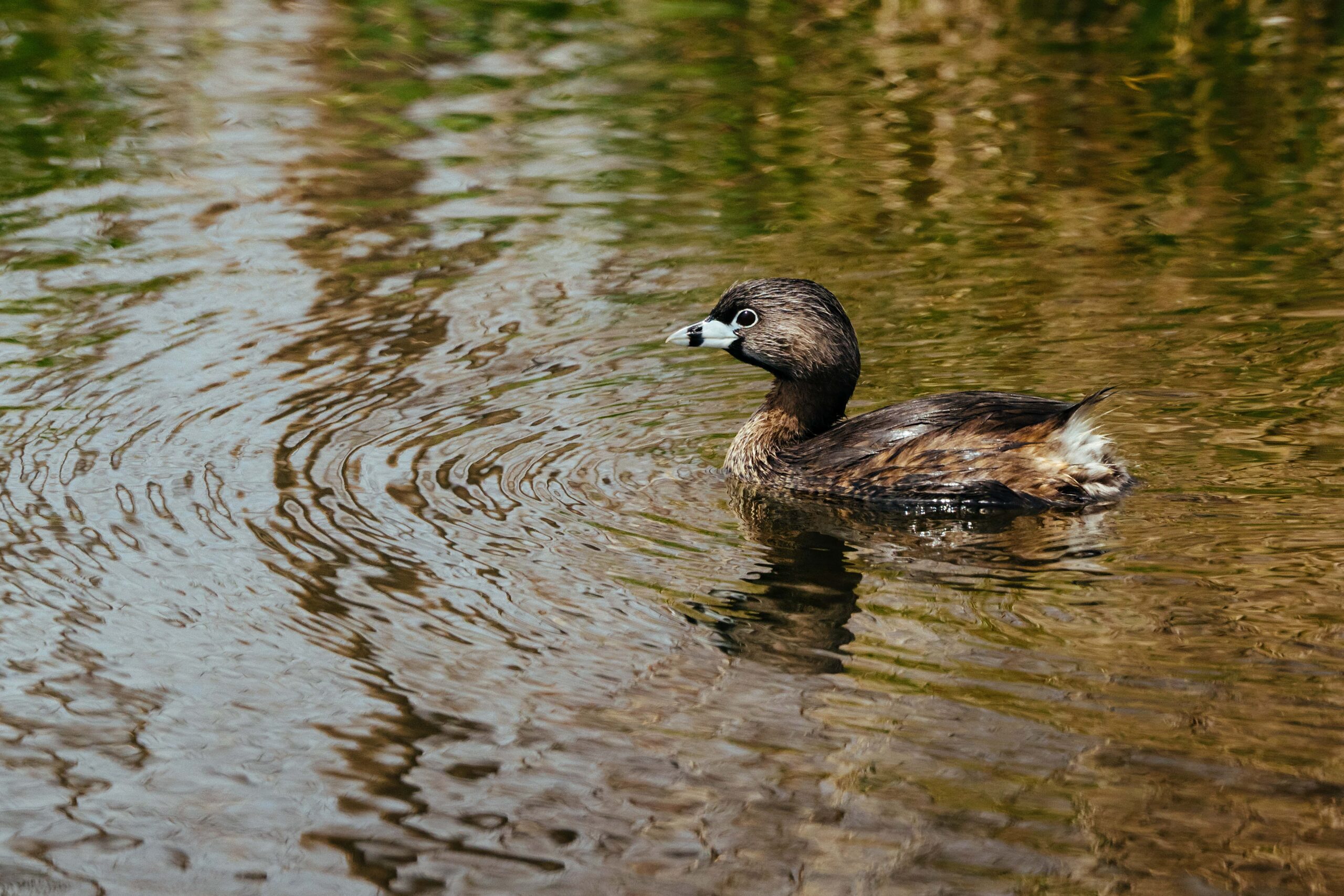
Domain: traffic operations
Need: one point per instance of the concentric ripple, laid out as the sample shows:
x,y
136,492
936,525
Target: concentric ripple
x,y
362,536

EXERCISE DETAILS
Copy out every line of the data above, requests included, but leave out the pictures. Multiply each coordinate in the answers by 1.7 and round to the nearest whole number, with halves going up.

ANSWER TO THIS PROBLEM
Domain: traffic operations
Need: one point per instance of the concentric ripple, laid out as the sample shows:
x,y
136,492
936,525
Target: concentric ripple
x,y
615,911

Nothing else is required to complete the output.